Source material »

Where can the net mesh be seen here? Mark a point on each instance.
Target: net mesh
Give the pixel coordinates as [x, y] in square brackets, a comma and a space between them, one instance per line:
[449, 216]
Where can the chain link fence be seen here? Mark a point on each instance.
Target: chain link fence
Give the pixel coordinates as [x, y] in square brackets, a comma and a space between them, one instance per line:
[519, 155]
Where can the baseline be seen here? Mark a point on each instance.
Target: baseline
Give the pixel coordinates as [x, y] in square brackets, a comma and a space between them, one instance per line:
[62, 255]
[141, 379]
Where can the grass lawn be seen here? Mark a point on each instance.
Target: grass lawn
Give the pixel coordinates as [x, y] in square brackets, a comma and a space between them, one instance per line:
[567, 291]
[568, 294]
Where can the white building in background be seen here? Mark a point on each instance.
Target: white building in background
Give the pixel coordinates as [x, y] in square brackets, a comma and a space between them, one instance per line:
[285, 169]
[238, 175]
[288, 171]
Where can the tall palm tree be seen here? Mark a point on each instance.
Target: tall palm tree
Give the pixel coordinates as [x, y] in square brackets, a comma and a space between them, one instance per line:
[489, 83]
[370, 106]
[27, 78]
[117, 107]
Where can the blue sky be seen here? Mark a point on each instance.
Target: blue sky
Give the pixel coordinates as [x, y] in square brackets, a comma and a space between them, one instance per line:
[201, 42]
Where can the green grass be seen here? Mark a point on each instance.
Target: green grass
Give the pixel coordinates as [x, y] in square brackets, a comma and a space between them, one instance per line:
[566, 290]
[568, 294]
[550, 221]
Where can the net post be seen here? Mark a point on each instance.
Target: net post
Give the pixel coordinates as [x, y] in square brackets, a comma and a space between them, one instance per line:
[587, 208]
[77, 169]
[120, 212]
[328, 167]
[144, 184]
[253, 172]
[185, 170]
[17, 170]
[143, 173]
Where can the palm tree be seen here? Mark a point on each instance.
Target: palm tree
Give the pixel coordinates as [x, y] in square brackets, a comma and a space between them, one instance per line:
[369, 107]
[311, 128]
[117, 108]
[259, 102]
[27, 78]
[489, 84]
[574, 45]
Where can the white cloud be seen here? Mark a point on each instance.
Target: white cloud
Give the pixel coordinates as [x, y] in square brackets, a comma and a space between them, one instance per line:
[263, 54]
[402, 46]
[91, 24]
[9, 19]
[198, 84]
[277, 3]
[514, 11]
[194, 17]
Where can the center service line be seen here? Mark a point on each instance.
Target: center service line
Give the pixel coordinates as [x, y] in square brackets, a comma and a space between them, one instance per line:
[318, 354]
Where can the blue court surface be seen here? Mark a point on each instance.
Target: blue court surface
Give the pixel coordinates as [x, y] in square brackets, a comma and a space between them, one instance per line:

Task directions » From the material above, retype precisely the lines between the line holding "Target: net mesh" and the line holding "Target: grass lawn", inclusive, and nothing beyond them.

Task response »
Target: net mesh
Give the pixel coordinates as [x, y] in square brackets, a comma and a space between them, one instance per line:
[449, 216]
Where can the chain link fence be seen here? Mark a point on each instance.
Target: chain link fence
Give the pixel coordinates as [x, y] in square brackets, a comma and a space between them, one instance per line:
[519, 155]
Where can the baseline be seen here? Mark a point on each instance.
Target: baseline
Give the pixel coordinates as [x, y] in square brackets, a comma and a space between them, one instance per line:
[62, 255]
[141, 379]
Where can the grass lawn be seen here? Mark a point on each instance.
Target: grass lawn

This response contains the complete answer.